"""

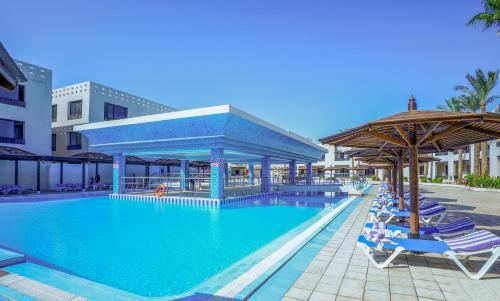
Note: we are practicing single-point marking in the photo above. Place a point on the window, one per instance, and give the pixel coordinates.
(421, 170)
(11, 131)
(75, 110)
(74, 141)
(54, 142)
(340, 156)
(112, 112)
(21, 93)
(14, 98)
(54, 113)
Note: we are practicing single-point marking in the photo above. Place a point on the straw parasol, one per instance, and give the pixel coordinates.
(419, 131)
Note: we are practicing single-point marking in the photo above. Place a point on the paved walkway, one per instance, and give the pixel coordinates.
(340, 271)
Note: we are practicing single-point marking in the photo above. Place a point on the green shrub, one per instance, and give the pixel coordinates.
(483, 182)
(438, 180)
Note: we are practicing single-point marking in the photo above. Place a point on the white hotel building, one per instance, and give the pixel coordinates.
(25, 124)
(89, 102)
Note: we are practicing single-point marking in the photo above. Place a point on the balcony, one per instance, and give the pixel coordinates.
(11, 140)
(74, 146)
(12, 102)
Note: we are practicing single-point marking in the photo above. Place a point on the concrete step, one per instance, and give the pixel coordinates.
(9, 258)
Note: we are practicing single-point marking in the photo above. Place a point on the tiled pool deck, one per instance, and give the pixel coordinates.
(341, 272)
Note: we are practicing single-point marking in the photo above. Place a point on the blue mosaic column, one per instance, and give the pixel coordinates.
(118, 172)
(184, 173)
(265, 174)
(309, 173)
(226, 174)
(292, 172)
(251, 174)
(217, 167)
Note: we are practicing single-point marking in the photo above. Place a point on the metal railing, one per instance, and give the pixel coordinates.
(197, 185)
(241, 186)
(340, 179)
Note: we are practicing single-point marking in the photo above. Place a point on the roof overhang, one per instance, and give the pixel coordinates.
(192, 134)
(10, 75)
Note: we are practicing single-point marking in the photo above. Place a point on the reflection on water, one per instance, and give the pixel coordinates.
(295, 199)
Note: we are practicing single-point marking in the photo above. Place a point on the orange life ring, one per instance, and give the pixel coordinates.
(160, 190)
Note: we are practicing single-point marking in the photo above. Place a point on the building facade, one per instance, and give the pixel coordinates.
(25, 111)
(25, 123)
(89, 102)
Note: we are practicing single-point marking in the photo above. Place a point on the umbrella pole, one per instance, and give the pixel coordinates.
(400, 181)
(394, 180)
(414, 218)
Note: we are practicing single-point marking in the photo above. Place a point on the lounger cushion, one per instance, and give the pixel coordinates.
(415, 245)
(477, 241)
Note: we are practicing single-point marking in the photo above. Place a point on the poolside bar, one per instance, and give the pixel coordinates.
(219, 135)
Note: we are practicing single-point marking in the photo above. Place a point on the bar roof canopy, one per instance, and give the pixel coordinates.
(192, 134)
(10, 75)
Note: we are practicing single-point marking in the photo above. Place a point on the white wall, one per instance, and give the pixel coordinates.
(93, 97)
(37, 113)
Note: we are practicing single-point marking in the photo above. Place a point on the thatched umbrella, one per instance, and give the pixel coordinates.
(392, 161)
(421, 131)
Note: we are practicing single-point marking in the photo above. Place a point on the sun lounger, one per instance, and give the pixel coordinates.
(426, 214)
(480, 242)
(455, 228)
(14, 189)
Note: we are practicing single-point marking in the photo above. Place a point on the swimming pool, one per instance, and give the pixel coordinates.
(150, 249)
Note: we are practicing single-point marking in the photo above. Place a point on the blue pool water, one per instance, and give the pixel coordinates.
(149, 249)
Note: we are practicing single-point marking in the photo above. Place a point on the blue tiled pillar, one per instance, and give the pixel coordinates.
(217, 167)
(251, 174)
(292, 172)
(265, 174)
(309, 173)
(226, 174)
(118, 172)
(184, 173)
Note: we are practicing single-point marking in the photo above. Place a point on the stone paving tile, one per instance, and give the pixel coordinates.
(342, 272)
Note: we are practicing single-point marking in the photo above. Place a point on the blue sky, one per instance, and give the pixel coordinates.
(313, 67)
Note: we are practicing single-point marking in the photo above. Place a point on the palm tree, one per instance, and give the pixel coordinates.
(490, 17)
(476, 98)
(456, 104)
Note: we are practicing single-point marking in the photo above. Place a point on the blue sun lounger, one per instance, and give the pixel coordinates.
(458, 227)
(426, 214)
(479, 242)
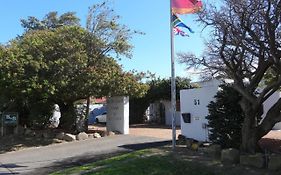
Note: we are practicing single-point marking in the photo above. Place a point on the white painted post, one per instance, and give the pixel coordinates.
(117, 118)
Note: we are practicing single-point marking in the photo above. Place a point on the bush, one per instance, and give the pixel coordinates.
(225, 118)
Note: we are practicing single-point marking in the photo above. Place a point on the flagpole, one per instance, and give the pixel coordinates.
(173, 82)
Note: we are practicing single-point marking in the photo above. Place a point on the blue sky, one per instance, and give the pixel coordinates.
(151, 51)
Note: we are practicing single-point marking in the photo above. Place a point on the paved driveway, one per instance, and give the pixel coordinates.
(49, 158)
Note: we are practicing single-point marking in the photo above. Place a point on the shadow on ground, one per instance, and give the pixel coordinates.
(88, 158)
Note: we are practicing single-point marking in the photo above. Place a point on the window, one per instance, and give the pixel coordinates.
(196, 102)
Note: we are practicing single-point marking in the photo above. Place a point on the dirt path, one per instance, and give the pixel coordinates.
(157, 131)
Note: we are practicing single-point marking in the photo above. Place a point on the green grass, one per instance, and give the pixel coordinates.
(144, 162)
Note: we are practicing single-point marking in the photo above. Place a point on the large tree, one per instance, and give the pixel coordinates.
(245, 45)
(59, 61)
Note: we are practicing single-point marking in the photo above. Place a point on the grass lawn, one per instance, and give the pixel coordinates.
(144, 162)
(162, 161)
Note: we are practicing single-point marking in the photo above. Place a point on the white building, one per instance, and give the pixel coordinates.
(161, 112)
(194, 102)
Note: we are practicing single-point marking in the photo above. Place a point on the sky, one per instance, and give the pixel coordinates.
(151, 51)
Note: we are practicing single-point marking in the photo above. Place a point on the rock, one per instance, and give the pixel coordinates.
(256, 160)
(274, 162)
(195, 146)
(181, 139)
(46, 135)
(82, 136)
(213, 151)
(69, 137)
(230, 156)
(27, 131)
(189, 142)
(60, 135)
(90, 136)
(110, 133)
(103, 133)
(97, 135)
(20, 130)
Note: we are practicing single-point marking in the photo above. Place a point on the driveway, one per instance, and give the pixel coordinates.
(43, 160)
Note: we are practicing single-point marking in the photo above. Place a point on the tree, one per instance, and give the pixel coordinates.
(60, 62)
(159, 89)
(225, 118)
(50, 21)
(56, 66)
(245, 46)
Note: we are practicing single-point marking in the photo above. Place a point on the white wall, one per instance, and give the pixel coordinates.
(117, 118)
(168, 114)
(270, 102)
(195, 101)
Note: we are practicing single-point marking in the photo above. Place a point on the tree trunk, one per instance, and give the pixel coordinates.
(250, 136)
(82, 122)
(68, 116)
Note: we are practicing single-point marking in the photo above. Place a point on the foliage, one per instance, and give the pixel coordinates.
(245, 47)
(56, 61)
(225, 118)
(50, 21)
(159, 89)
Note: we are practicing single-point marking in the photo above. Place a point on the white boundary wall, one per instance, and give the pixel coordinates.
(118, 114)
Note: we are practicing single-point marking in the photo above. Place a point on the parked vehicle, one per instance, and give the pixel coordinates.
(101, 118)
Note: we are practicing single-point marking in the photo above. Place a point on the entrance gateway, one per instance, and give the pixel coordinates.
(117, 118)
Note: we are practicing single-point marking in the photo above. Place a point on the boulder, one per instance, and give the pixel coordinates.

"""

### [Problem description]
Please set down the lines above word for word and leave out the pictures.

### [Worked solution]
Note: we are practicing single-point marking in the photo above. Place a point on the window, one per instance, and give the pixel coordinates.
(421, 170)
(11, 131)
(75, 110)
(74, 141)
(54, 142)
(340, 156)
(112, 112)
(21, 93)
(14, 98)
(54, 113)
Note: we are practicing single-point marking in the photo above. Place a point on the straw parasol, one per instance, and give the pixel coordinates.
(419, 131)
Note: we are practicing single-point marking in the photo above. Place a point on the paved walkway, one per instance, and give the pixel coordinates.
(340, 271)
Note: we are practicing single-point marking in the photo above. Place a point on the green shrub, one per instance, and give the pixel coordinates.
(483, 182)
(438, 180)
Note: we are practicing single-point marking in the photo above. Place a point on the white hotel building, one per instance, and give the pixel coordinates.
(25, 124)
(89, 102)
Note: we are practicing single-point marking in the photo above. Place a point on the balcony, one per instance, and give the pixel coordinates.
(11, 140)
(74, 146)
(12, 102)
Note: we are practicing single-point marking in the photo above. Place a point on the concrete step, one per instance, and give the pixel coordinates.
(9, 258)
Note: we are practicing single-point marking in the photo above. Place a point on the tiled pool deck, one per instance, and give the pixel coordinates.
(341, 272)
Note: we are practicing single-point marking in the photo above. Place a point on the blue mosaic column, one per instance, and give the pixel coordinates.
(118, 172)
(184, 173)
(265, 174)
(309, 173)
(226, 174)
(292, 172)
(251, 174)
(217, 167)
Note: we are practicing single-point marking in the photo above. Place a point on the metal railing, one per instance, and give the pixel coordinates.
(197, 185)
(241, 186)
(340, 179)
Note: we are practicing single-point marking in the photo above. Place a point on the roof overhang, one per instance, and give the pixel coordinates.
(192, 134)
(10, 75)
Note: we are practicing single-point marking in the photo above. Place a point on the reflection on water, one per instance, and give the pixel coordinates.
(295, 199)
Note: we are practicing single-point marking in the photo above. Place a point on the orange life ring, one per instance, and give the pixel coordinates.
(160, 190)
Note: we are practicing single-point marking in the photo above. Place a point on the building facade, one per instance, and give the pixel coordinates.
(25, 111)
(25, 123)
(89, 102)
Note: we are practicing single-point marking in the photo above. Place a point on the umbrella pole, one per instance, and give the pixel coordinates.
(400, 181)
(394, 180)
(414, 218)
Note: we are practicing single-point marking in the photo above. Place a point on the lounger cushion, one per instance, and give the pixel coordinates.
(415, 245)
(477, 241)
Note: we are practicing single-point marking in the photo above. Place a point on the poolside bar, one per instance, and give the pixel coordinates.
(219, 135)
Note: we are practicing single-point marking in the photo above. Place a point on the bar roof canopy, one per instance, and give the pixel coordinates.
(192, 134)
(10, 75)
Note: we are practicing single-point marking in the photo above. Place a point on the white wall, one per instance, and give the pixel coordinates.
(93, 97)
(37, 113)
Note: we are practicing single-point marking in the photo above. Place a point on the thatched umbrella, one per instance, and give the pixel coordinates.
(392, 161)
(421, 131)
Note: we are practicing single-point marking in the photo above. Place a point on the sun lounger, one per instance, and give the pixel coordinates.
(426, 214)
(480, 242)
(455, 228)
(14, 189)
Note: we are practicing single-point marking in the photo above. Place a point on the swimming pool, one per instance, and give the pixel coordinates.
(150, 249)
Note: we are practicing single-point marking in the photo above. Place a point on the blue pool water, one per instance, and give the pixel coordinates.
(149, 249)
Note: we are practicing single-point marking in the photo above. Place a point on the blue tiled pillar, one per instance, and give the pixel coordinates.
(217, 167)
(251, 174)
(292, 172)
(265, 174)
(309, 173)
(226, 174)
(118, 172)
(184, 173)
Note: we are practicing single-point marking in the photo above. Place a point on the stone paving tile, one per instance, and give the pixel coordinates.
(342, 272)
Note: we are practicing single-point marking in the photo above. Place a point on the blue sky, one per instance, and give the pixel coordinates.
(313, 67)
Note: we are practicing single-point marking in the photo above. Place a point on the palm tree, one per instance, and give the pixel coordinates.
(490, 17)
(476, 98)
(456, 104)
Note: we are practicing single-point marking in the photo above. Place a point on the blue sun lounger, one per instance, and give the pixel coordinates.
(458, 227)
(426, 214)
(479, 242)
Note: we are practicing single-point marking in the photo above. Place a point on the white painted post, one per instance, and give the pixel coordinates.
(117, 118)
Note: we are practicing single-point marking in the photo above. Place a point on the bush, one per instance, and give the pixel coordinates.
(225, 118)
Note: we are practicing single-point marking in the photo above. Place a point on the flagpole, one per instance, and give the pixel coordinates.
(173, 82)
Note: we are practicing single-point marking in the photo above. Place a point on the blue sky, one per instance, and give the pixel coordinates.
(151, 51)
Note: we are practicing single-point marking in the photo above. Place a point on the paved driveway, one per instance, and give the pixel coordinates.
(49, 158)
Note: we are practicing single-point marking in the photo above. Place a point on the shadow on ground, one per instance, and give the pixel coordinates.
(88, 158)
Note: we are practicing single-point marking in the photo above. Place a point on the window, one per instance, and give the pixel coordinates.
(196, 102)
Note: we are practicing single-point marking in the photo above. Place a point on the dirt path, one per instance, and give the pixel coordinates.
(157, 131)
Note: we are practicing single-point marking in the photo above. Place a point on the green grass, one per instance, and give the pixel coordinates.
(144, 162)
Note: we are practicing single-point marking in the photo above. Place a point on the large tree, one per instance, and give the pixel coordinates.
(245, 45)
(59, 61)
Note: we are practicing single-point marking in the photo above. Place a point on the grass lawn, one per instance, and give the pixel coordinates.
(144, 162)
(162, 161)
Note: we are practicing single-point marking in the photo above. Place a point on the white building, one per instance, and give the pixel coordinates.
(161, 112)
(194, 102)
Note: we are practicing single-point marking in the photo above. Place a point on the sky, one per instance, and give the pixel coordinates.
(151, 51)
Note: we are practicing single-point marking in the photo above. Place a point on the rock, one per instance, and give the pixel coordinates.
(256, 160)
(274, 162)
(195, 146)
(181, 139)
(46, 135)
(82, 136)
(213, 151)
(69, 137)
(230, 156)
(27, 131)
(189, 142)
(60, 135)
(90, 136)
(110, 133)
(103, 133)
(97, 135)
(20, 130)
Note: we are practicing single-point marking in the photo above. Place a point on the driveway, one per instance, and give the pixel coordinates.
(43, 160)
Note: we are practicing single-point marking in the photo above. Place a point on the tree, one per instance, and give the pixel coordinates.
(60, 62)
(159, 89)
(225, 118)
(50, 21)
(56, 66)
(245, 46)
Note: we are practicing single-point marking in the photo above. Place a point on the white wall, one per instance, and give the pixel coordinates.
(117, 118)
(168, 114)
(270, 102)
(195, 101)
Note: we are practicing single-point marking in the photo above. Place a point on the tree trunk, one per instance, and give the pixel coordinates.
(250, 136)
(82, 122)
(68, 116)
Note: we are practicing single-point marking in the photo above. Place a point on the foliage, one per instance, and give the pixel coordinates.
(245, 47)
(56, 61)
(225, 118)
(50, 21)
(159, 89)
Note: we are practicing single-point marking in the photo above. Place a point on the white boundary wall, one per instance, and give the pixel coordinates.
(118, 114)
Note: we are practicing single-point marking in the photo above. Place a point on the parked vehicle, one per instance, and give the pixel coordinates.
(101, 118)
Note: we are practicing single-point marking in the photo above. Place a point on the entrance gateway, one per instance, and give the pixel coordinates.
(117, 118)
Note: we are practicing single-point marking in the photo above. Place a point on the boulder, one per instance, and give the pixel coordinates.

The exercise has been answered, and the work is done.